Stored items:
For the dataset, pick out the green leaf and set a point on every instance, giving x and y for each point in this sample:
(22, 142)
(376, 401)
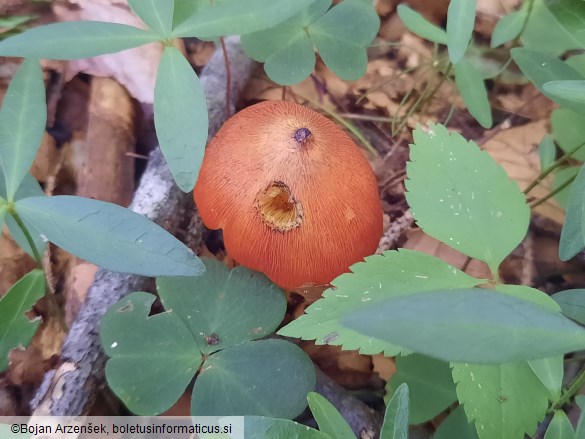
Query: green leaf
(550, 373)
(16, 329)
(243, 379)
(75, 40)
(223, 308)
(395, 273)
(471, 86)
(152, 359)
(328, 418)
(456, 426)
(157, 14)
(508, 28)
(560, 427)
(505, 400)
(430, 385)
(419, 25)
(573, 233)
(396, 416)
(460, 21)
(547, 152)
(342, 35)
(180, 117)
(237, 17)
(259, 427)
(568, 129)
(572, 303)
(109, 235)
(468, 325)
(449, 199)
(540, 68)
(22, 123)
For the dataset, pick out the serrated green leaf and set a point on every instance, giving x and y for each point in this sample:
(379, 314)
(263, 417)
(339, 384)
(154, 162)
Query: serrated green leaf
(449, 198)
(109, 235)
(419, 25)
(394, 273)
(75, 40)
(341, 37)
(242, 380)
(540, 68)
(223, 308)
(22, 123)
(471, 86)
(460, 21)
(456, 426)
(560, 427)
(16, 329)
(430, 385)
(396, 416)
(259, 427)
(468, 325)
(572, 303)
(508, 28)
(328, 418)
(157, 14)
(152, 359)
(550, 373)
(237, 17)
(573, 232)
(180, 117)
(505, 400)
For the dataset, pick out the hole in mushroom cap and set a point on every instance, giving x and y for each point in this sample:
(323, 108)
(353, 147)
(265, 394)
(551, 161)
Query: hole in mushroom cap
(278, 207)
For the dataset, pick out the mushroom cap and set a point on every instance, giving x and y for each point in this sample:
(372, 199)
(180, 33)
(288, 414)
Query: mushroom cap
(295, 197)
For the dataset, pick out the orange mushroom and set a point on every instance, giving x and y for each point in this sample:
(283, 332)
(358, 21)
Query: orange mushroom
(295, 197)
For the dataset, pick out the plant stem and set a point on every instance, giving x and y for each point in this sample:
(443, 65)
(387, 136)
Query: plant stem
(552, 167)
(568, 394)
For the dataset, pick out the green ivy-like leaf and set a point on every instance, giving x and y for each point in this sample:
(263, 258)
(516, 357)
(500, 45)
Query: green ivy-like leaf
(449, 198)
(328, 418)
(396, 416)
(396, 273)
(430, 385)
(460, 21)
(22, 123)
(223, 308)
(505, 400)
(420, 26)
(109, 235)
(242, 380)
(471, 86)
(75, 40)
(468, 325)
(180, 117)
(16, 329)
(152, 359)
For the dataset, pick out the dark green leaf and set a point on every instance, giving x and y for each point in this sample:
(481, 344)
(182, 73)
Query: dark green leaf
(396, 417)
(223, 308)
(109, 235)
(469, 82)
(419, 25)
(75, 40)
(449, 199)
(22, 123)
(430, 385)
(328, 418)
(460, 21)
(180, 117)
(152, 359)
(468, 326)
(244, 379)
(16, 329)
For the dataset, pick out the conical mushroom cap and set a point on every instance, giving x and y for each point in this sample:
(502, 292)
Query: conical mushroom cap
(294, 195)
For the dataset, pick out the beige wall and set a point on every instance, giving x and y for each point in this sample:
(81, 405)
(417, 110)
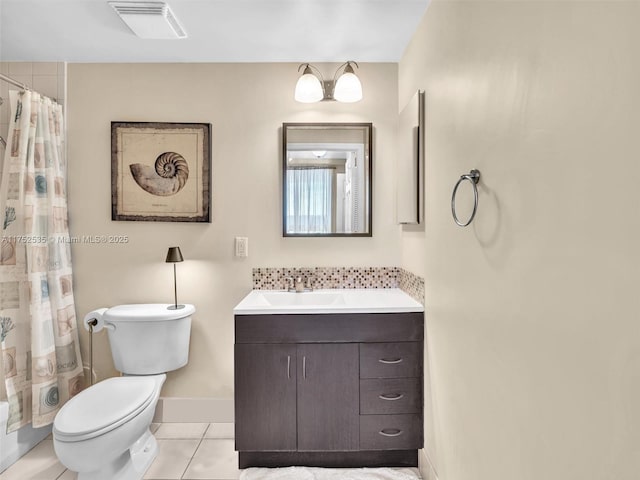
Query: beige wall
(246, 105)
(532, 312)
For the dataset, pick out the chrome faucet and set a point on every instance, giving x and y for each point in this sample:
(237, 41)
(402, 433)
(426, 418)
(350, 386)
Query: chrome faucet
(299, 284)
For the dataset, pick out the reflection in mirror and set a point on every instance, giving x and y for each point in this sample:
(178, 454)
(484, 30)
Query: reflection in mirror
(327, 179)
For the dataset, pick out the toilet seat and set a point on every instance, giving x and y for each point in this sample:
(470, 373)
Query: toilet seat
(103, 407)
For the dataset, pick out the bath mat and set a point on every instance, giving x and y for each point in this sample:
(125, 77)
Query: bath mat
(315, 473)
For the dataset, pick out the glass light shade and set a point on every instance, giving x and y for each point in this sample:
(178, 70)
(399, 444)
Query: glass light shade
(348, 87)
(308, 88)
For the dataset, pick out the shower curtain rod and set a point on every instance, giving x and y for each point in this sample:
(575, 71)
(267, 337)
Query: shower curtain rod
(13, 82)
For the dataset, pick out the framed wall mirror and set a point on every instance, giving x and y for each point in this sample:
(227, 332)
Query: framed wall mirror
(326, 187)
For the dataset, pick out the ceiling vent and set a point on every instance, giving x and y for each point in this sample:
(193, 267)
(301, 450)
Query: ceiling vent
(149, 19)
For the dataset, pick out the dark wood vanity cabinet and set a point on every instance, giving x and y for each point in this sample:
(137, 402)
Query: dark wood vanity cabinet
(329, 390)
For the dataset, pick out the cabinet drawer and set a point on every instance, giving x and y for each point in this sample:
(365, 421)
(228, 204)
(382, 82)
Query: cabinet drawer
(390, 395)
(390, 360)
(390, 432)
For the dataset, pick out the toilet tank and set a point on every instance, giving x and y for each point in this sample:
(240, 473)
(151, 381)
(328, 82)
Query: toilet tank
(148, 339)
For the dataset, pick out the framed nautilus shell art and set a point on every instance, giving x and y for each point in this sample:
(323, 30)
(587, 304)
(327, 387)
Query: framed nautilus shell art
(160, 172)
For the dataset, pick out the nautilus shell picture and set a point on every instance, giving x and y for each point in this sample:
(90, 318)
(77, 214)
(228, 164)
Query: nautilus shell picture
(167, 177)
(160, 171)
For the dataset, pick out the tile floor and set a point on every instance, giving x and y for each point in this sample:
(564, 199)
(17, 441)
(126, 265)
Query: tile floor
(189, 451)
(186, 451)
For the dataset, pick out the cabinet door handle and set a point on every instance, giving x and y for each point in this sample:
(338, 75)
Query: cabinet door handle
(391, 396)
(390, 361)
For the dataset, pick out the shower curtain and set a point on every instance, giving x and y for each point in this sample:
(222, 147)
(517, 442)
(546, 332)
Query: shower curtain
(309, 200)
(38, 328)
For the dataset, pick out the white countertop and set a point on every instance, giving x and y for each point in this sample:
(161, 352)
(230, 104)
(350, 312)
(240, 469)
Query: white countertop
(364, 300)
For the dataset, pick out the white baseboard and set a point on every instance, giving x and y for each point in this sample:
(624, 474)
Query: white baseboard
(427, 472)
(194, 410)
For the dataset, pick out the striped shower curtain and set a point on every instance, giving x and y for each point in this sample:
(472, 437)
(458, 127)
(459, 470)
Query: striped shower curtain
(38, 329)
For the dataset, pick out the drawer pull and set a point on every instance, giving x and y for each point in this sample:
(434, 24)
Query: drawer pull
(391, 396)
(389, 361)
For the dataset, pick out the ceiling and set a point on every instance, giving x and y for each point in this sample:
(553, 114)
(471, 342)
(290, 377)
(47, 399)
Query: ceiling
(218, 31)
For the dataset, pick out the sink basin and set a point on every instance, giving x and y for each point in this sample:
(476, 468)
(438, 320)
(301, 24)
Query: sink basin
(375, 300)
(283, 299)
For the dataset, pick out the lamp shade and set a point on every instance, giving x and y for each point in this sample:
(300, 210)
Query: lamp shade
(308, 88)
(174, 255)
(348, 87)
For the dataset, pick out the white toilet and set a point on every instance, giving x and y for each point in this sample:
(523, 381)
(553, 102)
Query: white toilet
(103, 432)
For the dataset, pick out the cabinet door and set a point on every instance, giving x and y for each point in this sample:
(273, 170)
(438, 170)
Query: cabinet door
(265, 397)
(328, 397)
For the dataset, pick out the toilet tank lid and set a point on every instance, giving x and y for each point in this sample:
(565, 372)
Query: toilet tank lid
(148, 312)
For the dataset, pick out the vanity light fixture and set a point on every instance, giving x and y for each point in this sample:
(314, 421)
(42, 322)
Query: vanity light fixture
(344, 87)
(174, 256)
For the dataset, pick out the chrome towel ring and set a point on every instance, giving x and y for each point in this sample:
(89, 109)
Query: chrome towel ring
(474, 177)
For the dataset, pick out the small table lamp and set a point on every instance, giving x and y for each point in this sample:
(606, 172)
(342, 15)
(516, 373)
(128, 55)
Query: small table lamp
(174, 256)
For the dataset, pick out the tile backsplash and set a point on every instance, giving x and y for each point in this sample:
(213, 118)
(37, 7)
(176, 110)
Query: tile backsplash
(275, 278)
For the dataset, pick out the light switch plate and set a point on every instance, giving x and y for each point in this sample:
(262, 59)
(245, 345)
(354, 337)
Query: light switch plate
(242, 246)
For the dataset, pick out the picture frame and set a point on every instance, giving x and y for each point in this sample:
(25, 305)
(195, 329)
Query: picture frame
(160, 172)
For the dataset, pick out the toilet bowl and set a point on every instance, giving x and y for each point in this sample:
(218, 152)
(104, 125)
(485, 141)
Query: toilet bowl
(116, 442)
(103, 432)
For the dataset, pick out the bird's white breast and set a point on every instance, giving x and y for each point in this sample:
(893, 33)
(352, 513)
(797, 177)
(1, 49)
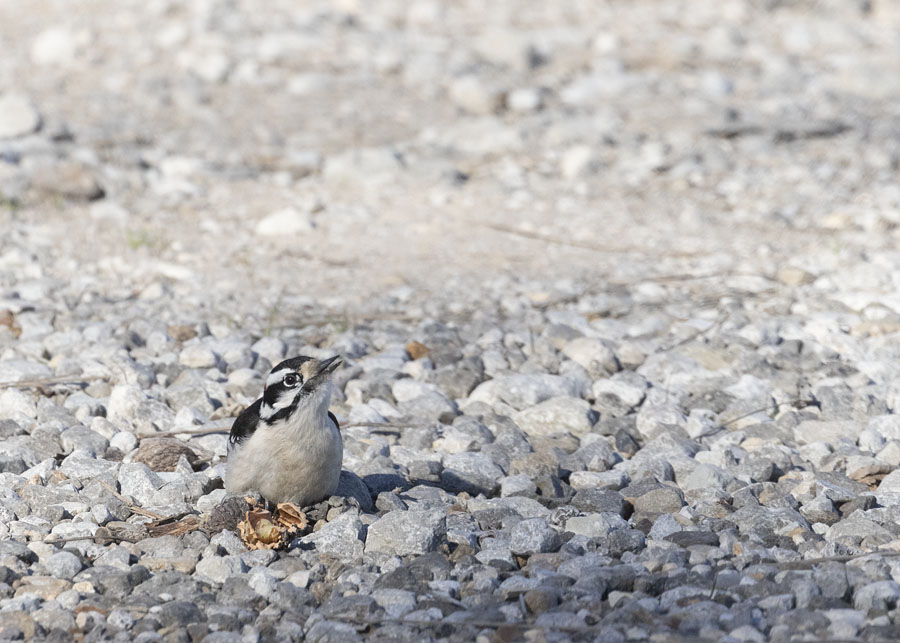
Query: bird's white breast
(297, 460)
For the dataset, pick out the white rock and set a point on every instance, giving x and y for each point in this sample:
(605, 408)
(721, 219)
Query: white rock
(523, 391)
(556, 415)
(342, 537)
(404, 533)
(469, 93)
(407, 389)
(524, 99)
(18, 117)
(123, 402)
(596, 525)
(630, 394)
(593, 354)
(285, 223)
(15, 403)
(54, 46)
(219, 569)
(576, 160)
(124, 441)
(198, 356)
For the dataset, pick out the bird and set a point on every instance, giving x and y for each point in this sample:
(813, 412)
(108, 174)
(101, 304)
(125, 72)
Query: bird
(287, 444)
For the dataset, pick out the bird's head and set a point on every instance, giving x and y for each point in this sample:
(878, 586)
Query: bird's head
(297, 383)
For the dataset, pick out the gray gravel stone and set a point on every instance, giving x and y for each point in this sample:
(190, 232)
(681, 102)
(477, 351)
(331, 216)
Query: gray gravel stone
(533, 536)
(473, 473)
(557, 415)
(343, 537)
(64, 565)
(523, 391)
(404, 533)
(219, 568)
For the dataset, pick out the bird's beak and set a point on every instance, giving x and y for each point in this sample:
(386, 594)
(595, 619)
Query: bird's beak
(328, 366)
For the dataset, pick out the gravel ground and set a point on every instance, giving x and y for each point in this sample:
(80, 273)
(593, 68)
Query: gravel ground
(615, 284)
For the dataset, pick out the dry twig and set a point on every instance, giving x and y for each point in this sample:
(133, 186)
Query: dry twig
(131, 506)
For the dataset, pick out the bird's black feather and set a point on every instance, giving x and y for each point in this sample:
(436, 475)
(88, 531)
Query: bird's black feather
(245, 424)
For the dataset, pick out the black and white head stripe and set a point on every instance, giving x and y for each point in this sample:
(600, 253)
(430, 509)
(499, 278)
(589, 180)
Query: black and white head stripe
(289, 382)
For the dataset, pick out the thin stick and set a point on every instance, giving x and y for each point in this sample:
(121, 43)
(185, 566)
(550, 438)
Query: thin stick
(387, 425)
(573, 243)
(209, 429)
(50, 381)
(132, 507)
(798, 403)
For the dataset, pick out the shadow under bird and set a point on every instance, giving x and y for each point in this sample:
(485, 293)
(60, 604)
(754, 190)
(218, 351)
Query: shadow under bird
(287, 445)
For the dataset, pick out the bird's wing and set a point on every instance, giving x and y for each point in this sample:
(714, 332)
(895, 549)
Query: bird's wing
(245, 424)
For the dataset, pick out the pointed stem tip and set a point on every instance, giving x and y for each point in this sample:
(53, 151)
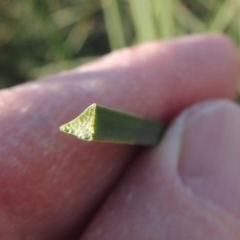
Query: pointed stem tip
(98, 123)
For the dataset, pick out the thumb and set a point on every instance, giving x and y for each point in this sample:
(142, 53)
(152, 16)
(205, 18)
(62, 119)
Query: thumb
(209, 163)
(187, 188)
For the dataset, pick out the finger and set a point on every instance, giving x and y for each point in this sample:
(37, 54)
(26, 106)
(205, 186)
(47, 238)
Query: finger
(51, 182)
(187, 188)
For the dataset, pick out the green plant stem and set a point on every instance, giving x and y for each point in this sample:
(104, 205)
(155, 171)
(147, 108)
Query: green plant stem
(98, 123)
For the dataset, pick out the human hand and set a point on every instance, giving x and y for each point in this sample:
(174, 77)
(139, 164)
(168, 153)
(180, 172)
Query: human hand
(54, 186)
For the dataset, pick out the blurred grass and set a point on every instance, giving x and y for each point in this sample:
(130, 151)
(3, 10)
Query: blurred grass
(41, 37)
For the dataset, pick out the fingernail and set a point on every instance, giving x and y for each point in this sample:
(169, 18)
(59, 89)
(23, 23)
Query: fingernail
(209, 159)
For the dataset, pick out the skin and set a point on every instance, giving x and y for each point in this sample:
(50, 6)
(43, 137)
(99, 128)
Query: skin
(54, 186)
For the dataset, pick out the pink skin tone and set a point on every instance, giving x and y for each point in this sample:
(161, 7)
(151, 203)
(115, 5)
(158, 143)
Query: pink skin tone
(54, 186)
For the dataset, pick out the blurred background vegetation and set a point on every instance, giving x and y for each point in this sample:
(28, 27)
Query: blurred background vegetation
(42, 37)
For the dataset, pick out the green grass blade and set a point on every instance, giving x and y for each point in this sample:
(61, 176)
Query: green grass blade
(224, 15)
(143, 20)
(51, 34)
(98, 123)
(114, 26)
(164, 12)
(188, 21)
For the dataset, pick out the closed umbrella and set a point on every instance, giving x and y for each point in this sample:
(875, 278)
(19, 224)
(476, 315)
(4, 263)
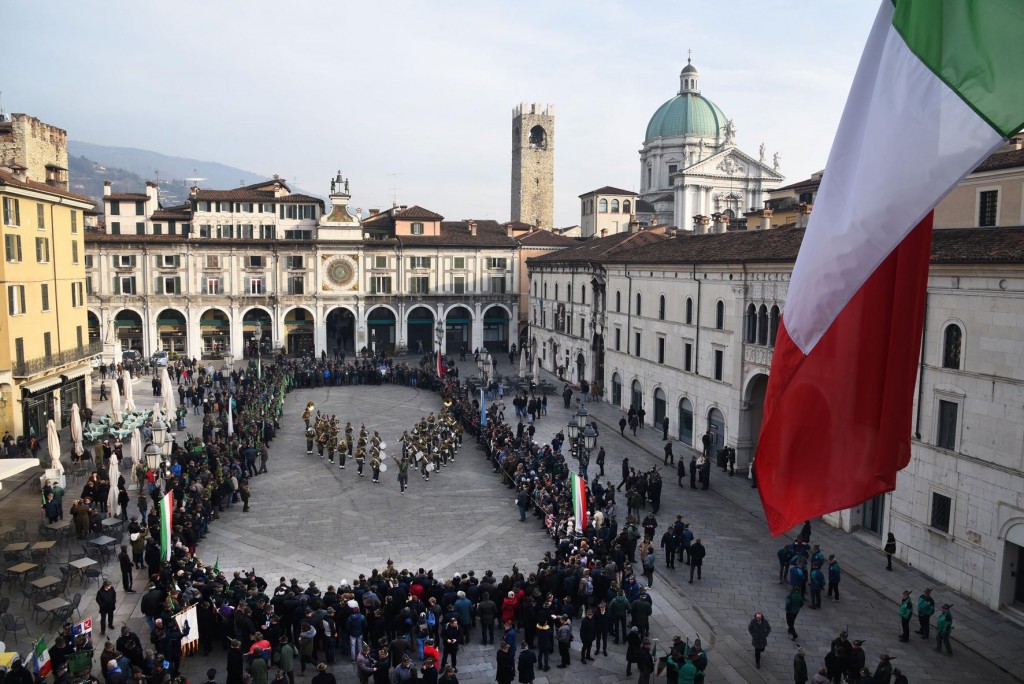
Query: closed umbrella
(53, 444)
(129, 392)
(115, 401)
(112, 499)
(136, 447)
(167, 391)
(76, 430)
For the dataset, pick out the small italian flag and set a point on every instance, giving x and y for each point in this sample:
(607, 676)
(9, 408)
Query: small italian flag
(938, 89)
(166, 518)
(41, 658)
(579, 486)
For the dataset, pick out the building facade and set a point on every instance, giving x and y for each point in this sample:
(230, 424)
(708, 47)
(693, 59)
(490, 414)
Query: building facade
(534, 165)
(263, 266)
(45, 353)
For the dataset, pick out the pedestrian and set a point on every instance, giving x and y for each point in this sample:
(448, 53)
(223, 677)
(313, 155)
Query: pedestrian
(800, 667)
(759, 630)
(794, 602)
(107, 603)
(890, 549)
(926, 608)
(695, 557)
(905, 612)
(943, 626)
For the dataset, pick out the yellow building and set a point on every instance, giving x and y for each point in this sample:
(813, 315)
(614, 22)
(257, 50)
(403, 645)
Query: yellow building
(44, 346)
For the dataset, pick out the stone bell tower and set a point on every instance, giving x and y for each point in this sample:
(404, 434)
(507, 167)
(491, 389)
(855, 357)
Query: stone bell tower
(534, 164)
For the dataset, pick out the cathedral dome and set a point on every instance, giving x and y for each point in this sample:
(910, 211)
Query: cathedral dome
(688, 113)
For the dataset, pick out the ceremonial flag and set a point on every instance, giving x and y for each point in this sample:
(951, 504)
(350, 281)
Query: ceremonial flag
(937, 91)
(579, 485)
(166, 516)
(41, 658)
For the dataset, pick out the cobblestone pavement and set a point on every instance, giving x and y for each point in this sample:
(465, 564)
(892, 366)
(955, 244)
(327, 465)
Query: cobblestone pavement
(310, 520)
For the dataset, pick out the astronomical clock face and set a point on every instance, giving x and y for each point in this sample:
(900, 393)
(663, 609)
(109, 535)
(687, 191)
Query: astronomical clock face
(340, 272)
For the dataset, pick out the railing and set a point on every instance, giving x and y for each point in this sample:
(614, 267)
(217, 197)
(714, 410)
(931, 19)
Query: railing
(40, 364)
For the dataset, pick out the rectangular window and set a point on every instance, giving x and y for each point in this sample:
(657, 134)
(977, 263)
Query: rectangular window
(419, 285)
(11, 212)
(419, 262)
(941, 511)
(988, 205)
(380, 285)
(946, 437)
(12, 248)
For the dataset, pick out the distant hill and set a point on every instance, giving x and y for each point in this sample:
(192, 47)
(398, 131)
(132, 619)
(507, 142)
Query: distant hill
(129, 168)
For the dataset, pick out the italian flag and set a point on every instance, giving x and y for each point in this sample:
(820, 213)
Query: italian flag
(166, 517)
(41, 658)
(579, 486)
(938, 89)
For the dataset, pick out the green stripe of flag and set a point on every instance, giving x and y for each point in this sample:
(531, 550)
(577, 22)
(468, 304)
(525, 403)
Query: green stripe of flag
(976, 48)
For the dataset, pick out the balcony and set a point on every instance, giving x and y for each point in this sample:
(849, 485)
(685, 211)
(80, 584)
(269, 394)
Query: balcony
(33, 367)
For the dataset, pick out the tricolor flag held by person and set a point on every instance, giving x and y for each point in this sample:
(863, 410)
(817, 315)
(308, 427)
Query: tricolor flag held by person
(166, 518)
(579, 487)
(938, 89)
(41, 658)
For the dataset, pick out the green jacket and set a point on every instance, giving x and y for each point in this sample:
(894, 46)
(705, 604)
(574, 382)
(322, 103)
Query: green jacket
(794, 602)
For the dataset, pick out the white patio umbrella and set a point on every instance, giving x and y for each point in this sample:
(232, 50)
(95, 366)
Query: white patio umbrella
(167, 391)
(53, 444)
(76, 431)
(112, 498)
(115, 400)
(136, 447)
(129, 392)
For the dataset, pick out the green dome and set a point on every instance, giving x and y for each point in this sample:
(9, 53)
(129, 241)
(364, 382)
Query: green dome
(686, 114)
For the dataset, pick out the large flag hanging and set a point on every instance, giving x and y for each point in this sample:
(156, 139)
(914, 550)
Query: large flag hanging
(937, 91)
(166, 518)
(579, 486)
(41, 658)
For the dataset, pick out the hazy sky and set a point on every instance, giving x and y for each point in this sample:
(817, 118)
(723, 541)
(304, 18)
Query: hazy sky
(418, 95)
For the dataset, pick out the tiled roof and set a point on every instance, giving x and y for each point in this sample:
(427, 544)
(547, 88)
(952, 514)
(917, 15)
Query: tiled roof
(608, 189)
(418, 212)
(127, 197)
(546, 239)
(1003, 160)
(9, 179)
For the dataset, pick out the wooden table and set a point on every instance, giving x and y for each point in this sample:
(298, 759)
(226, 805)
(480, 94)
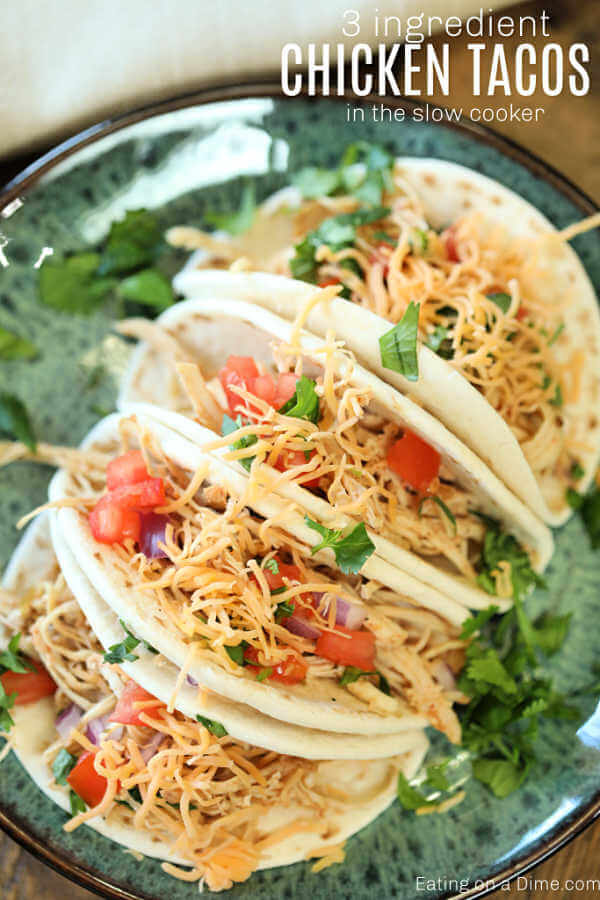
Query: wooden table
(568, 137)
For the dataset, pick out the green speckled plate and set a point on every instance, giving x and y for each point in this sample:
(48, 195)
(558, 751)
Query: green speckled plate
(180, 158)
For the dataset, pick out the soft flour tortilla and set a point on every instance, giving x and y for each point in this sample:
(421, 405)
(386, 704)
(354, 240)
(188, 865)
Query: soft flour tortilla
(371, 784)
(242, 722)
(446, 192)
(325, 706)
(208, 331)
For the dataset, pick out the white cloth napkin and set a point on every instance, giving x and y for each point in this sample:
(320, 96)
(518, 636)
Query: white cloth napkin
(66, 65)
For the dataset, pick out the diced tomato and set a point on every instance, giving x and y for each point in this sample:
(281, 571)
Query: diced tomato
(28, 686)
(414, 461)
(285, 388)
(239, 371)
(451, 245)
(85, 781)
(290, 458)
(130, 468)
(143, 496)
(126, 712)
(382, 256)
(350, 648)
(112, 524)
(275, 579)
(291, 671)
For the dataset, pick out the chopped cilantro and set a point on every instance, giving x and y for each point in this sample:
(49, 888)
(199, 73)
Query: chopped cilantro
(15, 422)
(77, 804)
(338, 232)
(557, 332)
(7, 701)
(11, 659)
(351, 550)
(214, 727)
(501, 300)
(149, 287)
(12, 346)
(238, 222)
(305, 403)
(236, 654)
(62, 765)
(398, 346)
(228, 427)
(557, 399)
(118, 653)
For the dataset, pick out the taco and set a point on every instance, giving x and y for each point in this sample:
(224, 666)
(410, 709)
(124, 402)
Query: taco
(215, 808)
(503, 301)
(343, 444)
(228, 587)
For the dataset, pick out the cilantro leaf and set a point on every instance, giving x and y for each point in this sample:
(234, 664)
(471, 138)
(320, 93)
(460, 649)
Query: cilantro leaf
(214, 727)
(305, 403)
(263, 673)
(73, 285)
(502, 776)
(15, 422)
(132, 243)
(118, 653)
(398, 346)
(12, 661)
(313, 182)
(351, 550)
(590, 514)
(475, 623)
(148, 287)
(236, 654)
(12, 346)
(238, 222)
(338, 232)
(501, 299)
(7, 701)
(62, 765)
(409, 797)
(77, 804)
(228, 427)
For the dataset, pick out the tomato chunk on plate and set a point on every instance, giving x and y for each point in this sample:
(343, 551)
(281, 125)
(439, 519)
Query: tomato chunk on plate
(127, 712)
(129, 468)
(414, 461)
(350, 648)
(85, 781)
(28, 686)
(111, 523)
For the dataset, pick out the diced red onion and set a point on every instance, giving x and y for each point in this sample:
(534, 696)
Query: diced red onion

--- Given request ---
Which lines run from the one containing "For the dataset, pick out the taco" to the end of the entries above? Quote exactly those, and only those.

--- Solution to the problem ---
For the dataset, pick out the taco and set a point on every instance, giving x and y for each point in this sample:
(224, 666)
(410, 709)
(124, 402)
Query: taco
(215, 808)
(503, 301)
(343, 444)
(228, 587)
For the dataset, pick out the cilantro leaf and set a point on every instance, giving x and y for each point in this sample:
(234, 664)
(471, 138)
(320, 93)
(460, 649)
Query: cilantro leaf
(214, 727)
(305, 403)
(263, 673)
(73, 285)
(502, 776)
(15, 422)
(132, 243)
(118, 653)
(398, 346)
(12, 661)
(313, 182)
(351, 550)
(590, 514)
(475, 623)
(148, 287)
(236, 654)
(12, 346)
(238, 222)
(338, 232)
(501, 299)
(7, 701)
(62, 765)
(409, 797)
(77, 804)
(228, 427)
For the dataset, pick out the tomato chunk on plate and set a point on every instance, giving x and y for each point in this sample:
(343, 551)
(281, 125)
(439, 519)
Query: tomato chunk on plate
(127, 712)
(129, 468)
(414, 461)
(350, 648)
(85, 781)
(28, 686)
(111, 523)
For the dataset, pick out the diced red onion and set a point on every instance, giving x and y for each point in this sample:
(534, 696)
Query: diced red onion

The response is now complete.